*RECORDS FOR PROCESSING:*
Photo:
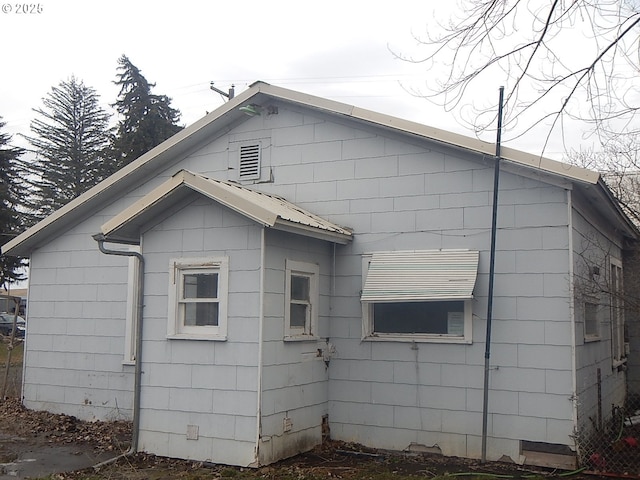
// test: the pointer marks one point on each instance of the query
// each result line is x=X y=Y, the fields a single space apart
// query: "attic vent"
x=249 y=162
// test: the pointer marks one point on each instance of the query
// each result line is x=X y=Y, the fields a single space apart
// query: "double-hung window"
x=198 y=298
x=591 y=322
x=301 y=300
x=423 y=295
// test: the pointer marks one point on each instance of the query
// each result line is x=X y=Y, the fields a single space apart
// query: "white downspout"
x=260 y=341
x=572 y=319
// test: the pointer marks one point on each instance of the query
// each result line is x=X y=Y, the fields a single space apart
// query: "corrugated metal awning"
x=421 y=275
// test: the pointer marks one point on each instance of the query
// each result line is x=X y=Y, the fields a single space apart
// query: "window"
x=301 y=300
x=198 y=298
x=249 y=162
x=419 y=295
x=618 y=334
x=591 y=323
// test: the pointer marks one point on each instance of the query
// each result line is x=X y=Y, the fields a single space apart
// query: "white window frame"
x=591 y=336
x=131 y=327
x=312 y=272
x=177 y=268
x=616 y=291
x=368 y=333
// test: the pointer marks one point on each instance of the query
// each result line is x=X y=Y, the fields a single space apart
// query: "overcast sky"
x=341 y=50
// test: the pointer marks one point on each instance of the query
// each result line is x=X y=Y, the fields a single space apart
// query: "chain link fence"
x=614 y=446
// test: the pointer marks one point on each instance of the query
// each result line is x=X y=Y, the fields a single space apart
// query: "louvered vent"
x=249 y=162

*PROBLEM TO WORK ON:*
Reproduce the whole listing above line for line and character for character, but omit the picture.

*EXPECTED ANSWER:*
Photo:
// test: the pointer marks one point on each instance of the query
// each result line is x=X y=Y, the fields a single space apart
// query: "attic vent"
x=249 y=162
// test: the pointer marks one point on each instance of the query
// each result line is x=X y=Y, the fields a single space apart
// query: "double-hung window"
x=198 y=298
x=591 y=322
x=301 y=300
x=423 y=295
// test: the pointer marks one point on each instance of the query
// each result line is x=X y=Y, the fields a single space apart
// query: "white downspout"
x=260 y=341
x=572 y=319
// test: the pointer marks one point on each instance of the query
// each result line is x=X y=Y, the fields a single space apart
// query: "corrugated metal awning"
x=421 y=275
// test: the pointer marks one point on each instance of the query
// each result line is x=X y=Y, the fields a single space apart
// query: "window"
x=301 y=300
x=198 y=298
x=249 y=162
x=419 y=295
x=618 y=334
x=591 y=323
// test: the pointer marks one point on each instance of the query
// each result line is x=X y=Y, the fields a single space apart
// query: "white window frame"
x=591 y=336
x=131 y=327
x=312 y=272
x=177 y=268
x=616 y=291
x=368 y=333
// test: the pointer marks one point on each instance of the query
// each result line is x=X y=Y, the fields a single space apart
// query: "overcast sky"
x=341 y=50
// test: the pointer marks one point on each instance of the query
// each result line is x=X y=Y, the fields a single space apart
// query: "chain link fence"
x=614 y=446
// test: the pointer marks one point on each instance of the query
// each result line is x=X y=Y, the fields a single space apart
// query: "louvered vent"
x=249 y=162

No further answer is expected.